▸ Fragmento de texto:
**********

Nos sentamos en el suelo a esperar la hora de nuestro tren. Estuvimos jugando con nuestros respectivos iPads gracias al wifi de la estación.
A las once y treinta y cinco salimos con rumbo a Washington en un tren amplísimo con enchufes. Eramos las únicas extranjeras en el vagón. Primer contacto con la auténtica América.
Me ha dado pena dejar Nueva York. Ha sido un agradable descubrimiento. Es una ciudad limpia, segura y amable. No me hubiera importado quedarme seis o siete meses más.



A la una pasamos por Filadelfia. Luego por Wilmington (Delaware), y Baltimore, ¡oh, yeah! El paisaje por el camino era bastante frondoso. Lástima que no tengamos diez o doce días más para visitar los pueblos de los alrededores.
Vimos muchas casas construidas en madera, de esas que cuando viene un tornado se las lleva por delante junto con las vacas y los coches. Mucha bandera americana colgando de las fachadas.
A la una y media fui a explorar por el tren en busca de algo para comer. Muchos iPads por el camino. Encontré el vagón restaurante. Servían pizzas, perritos calientes y hamburguesas con queso almacenadas en cajas. Me incliné por un par de sándwiches de pavo y queso, por si acaso. Volví a nuestro vagón y comimos.
A las tres y diez llegamos a Washington. Union Station, construida en estilo beaux arts, es monumental. Al salir a la calle tuvimos que hacer cola un rato para tomar un taxi con destino a nuestro hotel. Cuán diferente el paisaje. Ni rastro de rascacielos. Sólo grandes avenidas con edificios bajos.

**********

▸ Consignas:
#1 Vuelca en una lista numerada los registros comprendidos entre la línea que contiene "In this exercise you will locate the workbench" y la que contiene "<point>546,55</point>", ambas incluidas. Omite las líneas en blanco.
#2 Prosigue el relato del viaje en tren de Nueva York a Washington a partir de su última oración.

▸ Registros de datos:
**********

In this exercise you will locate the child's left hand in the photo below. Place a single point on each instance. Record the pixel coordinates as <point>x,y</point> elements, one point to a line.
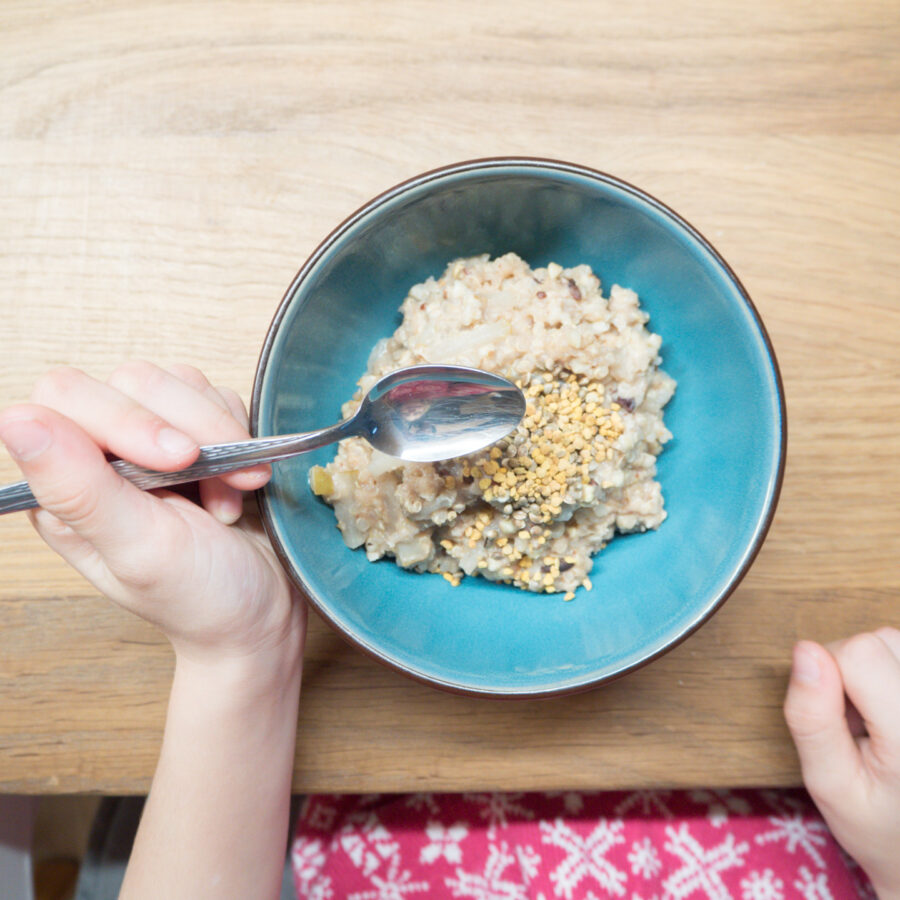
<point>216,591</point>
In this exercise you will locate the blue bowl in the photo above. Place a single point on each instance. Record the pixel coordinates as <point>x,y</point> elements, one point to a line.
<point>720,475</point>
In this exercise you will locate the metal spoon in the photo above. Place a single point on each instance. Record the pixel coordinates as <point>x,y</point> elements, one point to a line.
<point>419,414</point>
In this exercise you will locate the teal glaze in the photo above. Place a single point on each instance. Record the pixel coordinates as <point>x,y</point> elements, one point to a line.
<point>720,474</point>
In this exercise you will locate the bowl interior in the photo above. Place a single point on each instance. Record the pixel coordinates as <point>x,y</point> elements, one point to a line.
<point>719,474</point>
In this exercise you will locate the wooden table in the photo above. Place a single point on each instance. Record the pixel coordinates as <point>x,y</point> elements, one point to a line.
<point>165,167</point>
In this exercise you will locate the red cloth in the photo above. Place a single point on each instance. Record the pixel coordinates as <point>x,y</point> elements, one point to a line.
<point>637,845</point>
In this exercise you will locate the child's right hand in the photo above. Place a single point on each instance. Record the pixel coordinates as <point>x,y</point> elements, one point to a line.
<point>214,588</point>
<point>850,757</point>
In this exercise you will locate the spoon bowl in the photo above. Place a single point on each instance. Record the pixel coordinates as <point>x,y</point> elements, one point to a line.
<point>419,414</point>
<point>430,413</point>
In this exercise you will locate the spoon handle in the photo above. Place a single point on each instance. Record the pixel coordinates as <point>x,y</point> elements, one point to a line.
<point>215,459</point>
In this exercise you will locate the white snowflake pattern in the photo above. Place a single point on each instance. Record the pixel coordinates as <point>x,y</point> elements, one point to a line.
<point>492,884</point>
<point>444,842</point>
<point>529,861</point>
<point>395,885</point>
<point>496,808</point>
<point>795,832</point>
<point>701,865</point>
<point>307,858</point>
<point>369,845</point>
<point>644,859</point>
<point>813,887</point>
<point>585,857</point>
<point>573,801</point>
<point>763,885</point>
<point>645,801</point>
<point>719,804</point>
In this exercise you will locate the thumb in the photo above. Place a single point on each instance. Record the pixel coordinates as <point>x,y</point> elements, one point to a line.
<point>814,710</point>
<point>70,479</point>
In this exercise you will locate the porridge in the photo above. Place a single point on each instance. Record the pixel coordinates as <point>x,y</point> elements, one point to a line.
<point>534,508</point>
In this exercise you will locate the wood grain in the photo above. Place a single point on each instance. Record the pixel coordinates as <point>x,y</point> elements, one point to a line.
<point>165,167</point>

**********

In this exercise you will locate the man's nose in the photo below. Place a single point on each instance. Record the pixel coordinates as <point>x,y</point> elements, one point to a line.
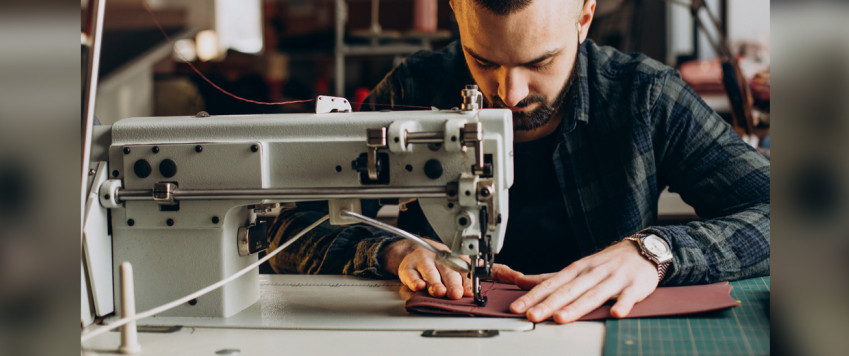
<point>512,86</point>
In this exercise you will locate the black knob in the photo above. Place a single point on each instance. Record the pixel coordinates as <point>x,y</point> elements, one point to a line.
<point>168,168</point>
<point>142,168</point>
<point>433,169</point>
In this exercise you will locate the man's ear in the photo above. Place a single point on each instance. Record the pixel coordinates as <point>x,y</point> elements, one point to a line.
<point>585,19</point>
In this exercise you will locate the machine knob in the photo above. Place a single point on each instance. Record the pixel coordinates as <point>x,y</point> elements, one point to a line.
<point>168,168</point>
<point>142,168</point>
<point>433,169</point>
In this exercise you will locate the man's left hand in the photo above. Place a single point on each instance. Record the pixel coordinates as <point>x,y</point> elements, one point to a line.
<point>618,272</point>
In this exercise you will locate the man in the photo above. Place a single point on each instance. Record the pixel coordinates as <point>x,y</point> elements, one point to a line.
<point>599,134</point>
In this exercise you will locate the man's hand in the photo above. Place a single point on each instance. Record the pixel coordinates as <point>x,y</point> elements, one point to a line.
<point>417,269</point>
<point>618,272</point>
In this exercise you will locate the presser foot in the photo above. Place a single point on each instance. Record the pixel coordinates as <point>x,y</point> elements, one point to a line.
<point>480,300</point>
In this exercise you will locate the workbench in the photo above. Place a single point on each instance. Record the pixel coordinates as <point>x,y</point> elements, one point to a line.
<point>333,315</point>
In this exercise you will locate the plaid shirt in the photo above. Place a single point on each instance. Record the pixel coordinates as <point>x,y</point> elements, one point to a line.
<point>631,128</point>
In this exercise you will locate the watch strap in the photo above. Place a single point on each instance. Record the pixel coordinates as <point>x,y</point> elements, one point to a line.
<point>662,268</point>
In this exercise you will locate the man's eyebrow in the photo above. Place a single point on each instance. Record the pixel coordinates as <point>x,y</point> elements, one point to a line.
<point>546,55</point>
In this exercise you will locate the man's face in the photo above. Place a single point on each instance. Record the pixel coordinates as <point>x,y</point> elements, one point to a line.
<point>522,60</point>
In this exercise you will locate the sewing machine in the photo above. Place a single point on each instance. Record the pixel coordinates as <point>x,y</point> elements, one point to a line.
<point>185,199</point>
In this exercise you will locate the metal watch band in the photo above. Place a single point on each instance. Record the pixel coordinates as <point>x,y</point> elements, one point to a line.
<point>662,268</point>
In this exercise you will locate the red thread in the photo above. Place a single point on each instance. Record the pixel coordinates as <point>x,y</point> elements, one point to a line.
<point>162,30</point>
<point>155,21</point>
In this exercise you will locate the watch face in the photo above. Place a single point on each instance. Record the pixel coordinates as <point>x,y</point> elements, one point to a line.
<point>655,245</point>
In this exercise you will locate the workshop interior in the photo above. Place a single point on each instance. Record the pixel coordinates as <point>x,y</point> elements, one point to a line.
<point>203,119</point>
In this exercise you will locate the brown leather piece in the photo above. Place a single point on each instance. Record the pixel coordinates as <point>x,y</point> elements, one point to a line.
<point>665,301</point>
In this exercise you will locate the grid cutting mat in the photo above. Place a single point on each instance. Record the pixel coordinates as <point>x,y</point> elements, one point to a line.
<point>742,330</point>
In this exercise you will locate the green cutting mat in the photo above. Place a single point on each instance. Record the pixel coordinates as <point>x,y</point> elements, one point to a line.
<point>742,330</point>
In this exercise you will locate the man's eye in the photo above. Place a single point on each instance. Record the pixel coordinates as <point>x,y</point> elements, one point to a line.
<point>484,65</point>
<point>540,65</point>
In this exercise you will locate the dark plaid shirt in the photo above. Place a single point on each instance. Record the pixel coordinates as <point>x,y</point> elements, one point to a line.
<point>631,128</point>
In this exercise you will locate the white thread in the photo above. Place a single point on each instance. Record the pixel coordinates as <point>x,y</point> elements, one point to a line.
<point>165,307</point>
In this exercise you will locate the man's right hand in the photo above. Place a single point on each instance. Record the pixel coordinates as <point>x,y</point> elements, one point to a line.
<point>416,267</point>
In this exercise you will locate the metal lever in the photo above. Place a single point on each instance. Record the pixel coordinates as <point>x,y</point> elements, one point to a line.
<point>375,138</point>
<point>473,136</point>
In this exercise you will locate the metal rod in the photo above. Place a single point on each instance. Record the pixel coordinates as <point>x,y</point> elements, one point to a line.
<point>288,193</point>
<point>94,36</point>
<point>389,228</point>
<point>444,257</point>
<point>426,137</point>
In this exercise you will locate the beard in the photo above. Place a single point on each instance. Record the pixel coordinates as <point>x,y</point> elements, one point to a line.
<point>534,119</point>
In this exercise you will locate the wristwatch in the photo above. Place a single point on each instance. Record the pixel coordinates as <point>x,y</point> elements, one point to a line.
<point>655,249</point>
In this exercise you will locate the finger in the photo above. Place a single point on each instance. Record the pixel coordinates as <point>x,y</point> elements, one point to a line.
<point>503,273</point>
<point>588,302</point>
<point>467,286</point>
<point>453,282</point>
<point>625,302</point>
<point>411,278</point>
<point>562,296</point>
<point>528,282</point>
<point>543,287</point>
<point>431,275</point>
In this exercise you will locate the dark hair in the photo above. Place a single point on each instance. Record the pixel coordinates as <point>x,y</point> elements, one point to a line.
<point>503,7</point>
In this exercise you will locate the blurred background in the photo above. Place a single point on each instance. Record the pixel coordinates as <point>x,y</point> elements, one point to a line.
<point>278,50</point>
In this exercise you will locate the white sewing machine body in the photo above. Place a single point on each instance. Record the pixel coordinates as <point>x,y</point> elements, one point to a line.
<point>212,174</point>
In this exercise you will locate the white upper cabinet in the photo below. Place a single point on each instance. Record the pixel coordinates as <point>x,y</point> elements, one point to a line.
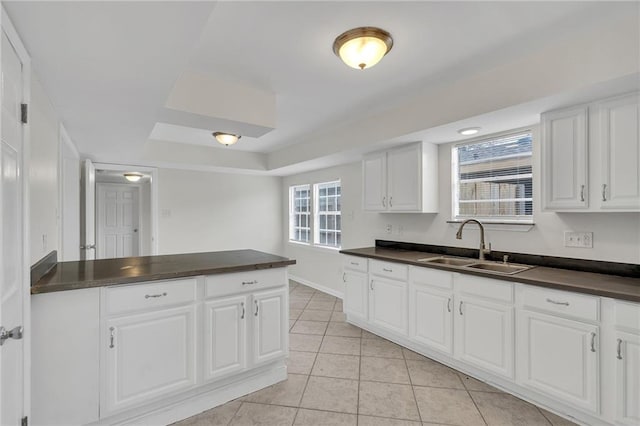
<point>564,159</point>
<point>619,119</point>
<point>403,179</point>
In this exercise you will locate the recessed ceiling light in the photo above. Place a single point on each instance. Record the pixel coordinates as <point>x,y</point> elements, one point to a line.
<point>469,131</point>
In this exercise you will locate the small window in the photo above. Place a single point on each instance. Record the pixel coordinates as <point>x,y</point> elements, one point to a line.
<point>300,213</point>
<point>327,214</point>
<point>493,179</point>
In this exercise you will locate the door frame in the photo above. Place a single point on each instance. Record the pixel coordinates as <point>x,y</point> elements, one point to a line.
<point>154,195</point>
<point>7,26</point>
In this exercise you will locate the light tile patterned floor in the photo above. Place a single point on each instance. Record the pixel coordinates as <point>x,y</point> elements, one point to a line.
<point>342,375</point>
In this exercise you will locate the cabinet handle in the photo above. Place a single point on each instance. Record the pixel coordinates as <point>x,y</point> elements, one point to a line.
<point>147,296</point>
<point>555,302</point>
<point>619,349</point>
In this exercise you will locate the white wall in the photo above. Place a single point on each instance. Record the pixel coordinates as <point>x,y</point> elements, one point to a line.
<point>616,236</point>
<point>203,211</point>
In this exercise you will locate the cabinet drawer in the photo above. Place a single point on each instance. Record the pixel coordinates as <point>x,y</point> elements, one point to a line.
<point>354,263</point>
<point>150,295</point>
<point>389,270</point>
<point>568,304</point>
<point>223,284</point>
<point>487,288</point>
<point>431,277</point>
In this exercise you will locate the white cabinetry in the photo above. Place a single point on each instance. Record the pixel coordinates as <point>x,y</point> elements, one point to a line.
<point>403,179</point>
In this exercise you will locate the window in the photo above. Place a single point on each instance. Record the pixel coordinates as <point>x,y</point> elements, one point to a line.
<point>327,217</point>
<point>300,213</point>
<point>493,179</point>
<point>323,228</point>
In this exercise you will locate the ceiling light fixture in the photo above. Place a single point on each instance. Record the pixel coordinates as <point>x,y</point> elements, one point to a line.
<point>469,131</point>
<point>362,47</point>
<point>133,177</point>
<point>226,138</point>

**********

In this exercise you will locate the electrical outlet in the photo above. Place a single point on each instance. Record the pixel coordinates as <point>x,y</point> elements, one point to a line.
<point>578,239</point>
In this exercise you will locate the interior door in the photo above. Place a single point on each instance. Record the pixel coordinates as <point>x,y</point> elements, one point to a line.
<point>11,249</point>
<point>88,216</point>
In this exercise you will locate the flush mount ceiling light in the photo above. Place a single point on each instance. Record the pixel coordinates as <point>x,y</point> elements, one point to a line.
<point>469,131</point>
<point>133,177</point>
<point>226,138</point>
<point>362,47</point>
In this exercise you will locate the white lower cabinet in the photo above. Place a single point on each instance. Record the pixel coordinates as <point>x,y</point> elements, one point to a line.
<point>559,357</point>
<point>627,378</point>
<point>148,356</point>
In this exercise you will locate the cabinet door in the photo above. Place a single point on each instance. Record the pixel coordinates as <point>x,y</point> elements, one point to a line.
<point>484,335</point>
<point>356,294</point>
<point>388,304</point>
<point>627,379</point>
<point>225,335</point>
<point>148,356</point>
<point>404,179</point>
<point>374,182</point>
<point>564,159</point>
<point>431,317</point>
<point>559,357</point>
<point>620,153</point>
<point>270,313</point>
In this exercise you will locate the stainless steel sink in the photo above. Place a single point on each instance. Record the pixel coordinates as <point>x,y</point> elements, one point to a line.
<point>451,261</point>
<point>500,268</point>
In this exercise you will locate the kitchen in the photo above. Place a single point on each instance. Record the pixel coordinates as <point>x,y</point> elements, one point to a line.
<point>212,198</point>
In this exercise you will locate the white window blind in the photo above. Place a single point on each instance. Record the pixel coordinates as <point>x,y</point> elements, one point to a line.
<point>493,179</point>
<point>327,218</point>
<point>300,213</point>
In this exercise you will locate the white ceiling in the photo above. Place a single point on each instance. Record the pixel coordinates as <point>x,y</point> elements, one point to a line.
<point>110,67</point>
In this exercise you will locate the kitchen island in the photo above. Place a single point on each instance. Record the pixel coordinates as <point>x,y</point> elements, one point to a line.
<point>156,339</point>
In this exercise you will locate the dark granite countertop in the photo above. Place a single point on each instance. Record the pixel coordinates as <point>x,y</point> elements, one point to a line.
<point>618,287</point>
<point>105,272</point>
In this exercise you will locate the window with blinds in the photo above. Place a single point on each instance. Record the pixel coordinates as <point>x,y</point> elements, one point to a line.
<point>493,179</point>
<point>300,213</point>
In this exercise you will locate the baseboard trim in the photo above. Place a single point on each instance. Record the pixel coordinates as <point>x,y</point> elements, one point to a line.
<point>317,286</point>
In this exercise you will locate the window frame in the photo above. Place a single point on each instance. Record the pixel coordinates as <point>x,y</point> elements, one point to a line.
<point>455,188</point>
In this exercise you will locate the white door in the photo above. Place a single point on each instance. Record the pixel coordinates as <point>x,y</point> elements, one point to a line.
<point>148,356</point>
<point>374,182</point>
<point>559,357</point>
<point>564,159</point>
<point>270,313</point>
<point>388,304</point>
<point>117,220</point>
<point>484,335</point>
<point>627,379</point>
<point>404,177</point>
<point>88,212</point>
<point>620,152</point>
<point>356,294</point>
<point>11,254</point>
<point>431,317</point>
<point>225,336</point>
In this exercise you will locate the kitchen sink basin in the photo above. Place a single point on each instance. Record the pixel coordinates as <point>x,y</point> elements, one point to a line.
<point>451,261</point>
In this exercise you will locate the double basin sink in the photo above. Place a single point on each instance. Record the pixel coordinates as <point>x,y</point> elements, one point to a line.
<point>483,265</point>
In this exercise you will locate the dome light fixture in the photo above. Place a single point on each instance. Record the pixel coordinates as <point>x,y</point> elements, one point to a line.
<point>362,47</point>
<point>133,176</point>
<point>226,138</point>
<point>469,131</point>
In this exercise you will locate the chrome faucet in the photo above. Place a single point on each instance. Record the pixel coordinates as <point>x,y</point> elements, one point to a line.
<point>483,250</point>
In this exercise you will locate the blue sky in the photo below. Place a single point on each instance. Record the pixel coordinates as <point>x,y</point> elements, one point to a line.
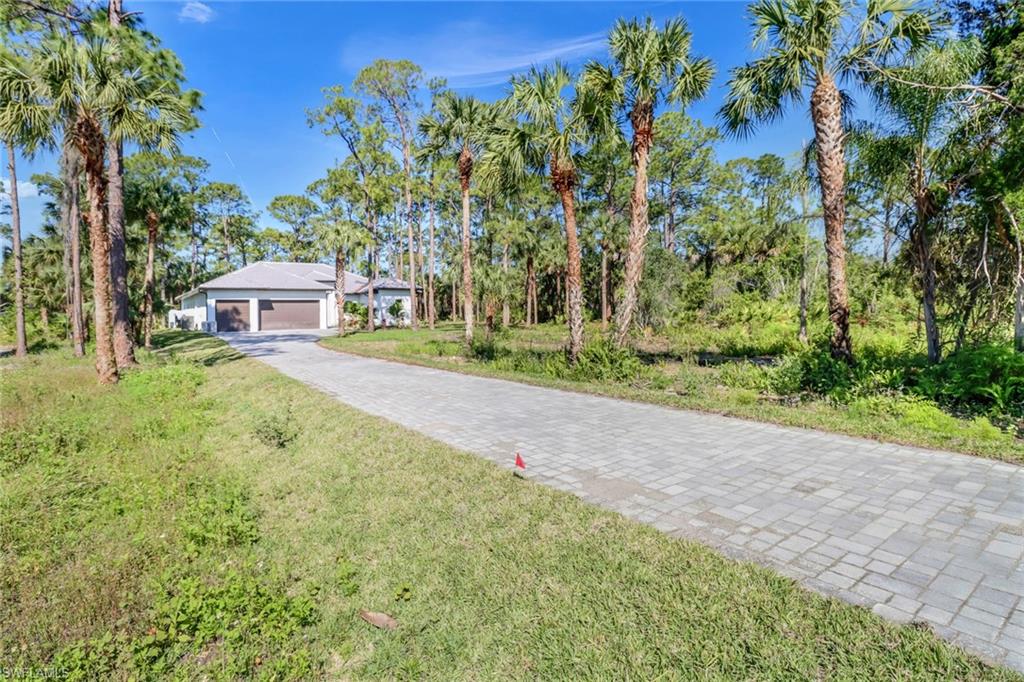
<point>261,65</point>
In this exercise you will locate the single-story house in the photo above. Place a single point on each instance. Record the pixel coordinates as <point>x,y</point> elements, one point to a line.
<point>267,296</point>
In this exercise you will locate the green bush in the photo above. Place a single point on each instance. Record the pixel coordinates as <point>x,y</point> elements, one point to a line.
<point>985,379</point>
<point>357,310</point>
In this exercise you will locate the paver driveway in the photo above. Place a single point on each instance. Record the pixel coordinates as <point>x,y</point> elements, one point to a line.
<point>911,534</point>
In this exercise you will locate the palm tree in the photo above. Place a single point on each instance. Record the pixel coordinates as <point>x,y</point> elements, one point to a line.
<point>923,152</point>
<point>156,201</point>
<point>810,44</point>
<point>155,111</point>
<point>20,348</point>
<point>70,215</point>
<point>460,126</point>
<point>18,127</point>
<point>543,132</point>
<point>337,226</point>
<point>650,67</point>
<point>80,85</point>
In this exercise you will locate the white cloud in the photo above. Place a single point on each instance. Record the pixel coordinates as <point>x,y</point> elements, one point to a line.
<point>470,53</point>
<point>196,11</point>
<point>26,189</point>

**********

▸ Resultados por tarea:
#1
1. In this exercise you will locate the workbench in the photo above. Place a single point on each instance. Record the pixel coordinates as <point>x,y</point> elements, one point to a line.
2. <point>333,315</point>
3. In this exercise you will locate the plaid shirt in the photo above. Place a single point on each instance. Record the pixel coordinates as <point>x,y</point> elements, one point to a line.
4. <point>631,128</point>
5. In this exercise you will locate the watch strap in the photo above. Place a single point on each instance. Record the pixel coordinates as <point>x,y</point> elements, one point to a line.
6. <point>662,268</point>
7. In this exercise you will locate the man's eyebrow in the photo above. Place a single point on each instance. Record the pixel coordinates as <point>x,y</point> elements, one point to a line.
8. <point>546,55</point>

#2
Nos tocó otro taxista avinagrado. No le gustó la propina que le dimos, así que se bajó del taxi, nos dijo que no estaba contento y nos dejó allí con el maletero abierto, metiéndose en el hotel no sé para qué. Sacamos las maletas del maletero por nuestros propios medios y entramos a registrarnos. Estupendo hotel de estilo americano con unos pasillos larguísimos y anchísimos. Una habitación con dos camas enormes y microondas. Para rematar, en recepción nos invitaron a limonada con galletas. Galletas caseras de 10 cm de diámetro.
La cisterna del cuarto de baño es como la del hotel de Nueva York. Cuando tiras, succiona como las de los aviones y los trenes. Las expresiones “se ha caído por el agujero” o “se lo ha tragado el váter” deben ser traducciones del inglés. Estoy segura de que si tiras de la cisterna mientras estás sentado, la succión te hará desaparecer por el agujero. Patricia tiene prohibido hacer una prueba empírica al respecto.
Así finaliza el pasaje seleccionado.